Für die Häufigkeit der Auskunftserteilung ist auch zu beachten, inwieweit für den
Auskunftspflichtigen als den hauptsächlich Betreuenden die Erteilung der Auskünfte
zumutbar ist (Rotax/Rotax, Praxis des Familienrechts, 3. Aufl. 2007, Teil 4, Rn. 538 a. E.).
Solange die persönlichen Verhältnisse zwischen den Eltern in erheblichem Maß gespannt
sind, kann sich der zu erstattende Bericht auf das Mindestmaß beschränken, das
erforderlich ist, um dem auskunftsberechtigten Elternteil einen überschlägigen Eindruck
über die derzeitige Situation seines Kindes und die wesentlichen Umstände des
Berichtszeitraumes zu geben (BayOblG, FamRZ 1996, 813, 814). Auch diesen
Anforderungen genügt angesichts des belasteten Verhältnisses der Elternteile eine
dreimonatige Informationspflicht.
2.
Selbst wenn man aber eine häufigere Auskunftsverpflichtung als angemessen
betrachten würde, müsste erneut Beachtung findet, dass die mangelnde Versorgung
des Antragstellers mit Informationen zumindest auch auf dessen strikte
Verweigerungshaltung zurückzuführen ist. Würden aber zumindest briefliche oder
telefonische Kontakte durch den Antragsteller zugelassen, dürfte dieser aller Voraussicht
nach so hinreichend informiert werden, dass jedenfalls eine weitergehende als die
titulierte Auskunftsverpflichtung nicht geboten wäre.

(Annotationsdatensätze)
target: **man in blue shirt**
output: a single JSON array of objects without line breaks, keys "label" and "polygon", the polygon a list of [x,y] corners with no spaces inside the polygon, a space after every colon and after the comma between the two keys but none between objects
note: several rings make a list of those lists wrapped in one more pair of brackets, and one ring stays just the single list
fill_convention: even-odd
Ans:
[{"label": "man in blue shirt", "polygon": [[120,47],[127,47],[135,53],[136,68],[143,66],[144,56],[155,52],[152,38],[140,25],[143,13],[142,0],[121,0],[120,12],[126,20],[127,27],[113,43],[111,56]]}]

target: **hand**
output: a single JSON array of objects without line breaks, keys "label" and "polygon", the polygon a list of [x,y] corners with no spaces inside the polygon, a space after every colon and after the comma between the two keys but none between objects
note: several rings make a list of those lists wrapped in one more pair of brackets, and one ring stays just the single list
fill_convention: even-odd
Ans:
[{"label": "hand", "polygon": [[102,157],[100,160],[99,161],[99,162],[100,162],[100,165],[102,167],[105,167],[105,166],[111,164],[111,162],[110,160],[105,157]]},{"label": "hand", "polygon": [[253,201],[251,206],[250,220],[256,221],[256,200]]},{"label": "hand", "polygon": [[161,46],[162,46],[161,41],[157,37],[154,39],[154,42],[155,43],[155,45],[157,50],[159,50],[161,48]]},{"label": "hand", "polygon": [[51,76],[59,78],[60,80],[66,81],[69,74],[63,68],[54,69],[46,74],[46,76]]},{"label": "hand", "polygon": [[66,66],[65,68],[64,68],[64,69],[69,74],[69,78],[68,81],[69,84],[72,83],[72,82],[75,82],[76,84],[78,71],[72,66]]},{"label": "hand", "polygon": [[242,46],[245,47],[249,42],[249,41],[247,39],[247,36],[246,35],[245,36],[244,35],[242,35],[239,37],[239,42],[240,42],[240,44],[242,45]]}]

● Übungsaufgaben
a – Welche Informationspflicht genügt laut dem Textauszug zur Auskunftspflicht den Anforderungen angesichts des belasteten Verhältnisses der Elternteile?
b – Tauschen Sie in den Zeilen, von der Zeile mit "target: **hand**" bis zum Ende der Zeilen (beide Grenzen eingeschlossen), "even-odd" gegen "nonzero" aus. Geben Sie nur diesen Abschnitt der Zeilen wieder und lassen Sie alles andere unverändert.

● Lösungen
a – Eine dreimonatige Informationspflicht.

b –
target: **hand**
output: a single JSON array of objects without line breaks, keys "label" and "polygon", the polygon a list of [x,y] corners with no spaces inside the polygon, a space after every colon and after the comma between the two keys but none between objects
note: several rings make a list of those lists wrapped in one more pair of brackets, and one ring stays just the single list
fill_convention: nonzero
Ans:
[{"label": "hand", "polygon": [[102,157],[100,160],[99,161],[99,162],[100,162],[100,165],[102,167],[105,167],[105,166],[111,164],[111,162],[110,160],[105,157]]},{"label": "hand", "polygon": [[253,201],[251,206],[250,220],[256,221],[256,200]]},{"label": "hand", "polygon": [[161,46],[162,46],[161,41],[157,37],[154,39],[154,42],[155,43],[155,45],[157,50],[159,50],[161,48]]},{"label": "hand", "polygon": [[51,76],[59,78],[60,80],[66,81],[69,74],[63,68],[54,69],[46,74],[46,76]]},{"label": "hand", "polygon": [[66,66],[65,68],[64,68],[64,69],[69,74],[69,78],[68,81],[69,84],[72,83],[72,82],[75,82],[76,84],[78,71],[72,66]]},{"label": "hand", "polygon": [[242,46],[245,47],[249,42],[249,41],[247,39],[247,36],[246,35],[245,36],[244,35],[242,35],[239,37],[239,42],[240,42],[240,44],[242,45]]}]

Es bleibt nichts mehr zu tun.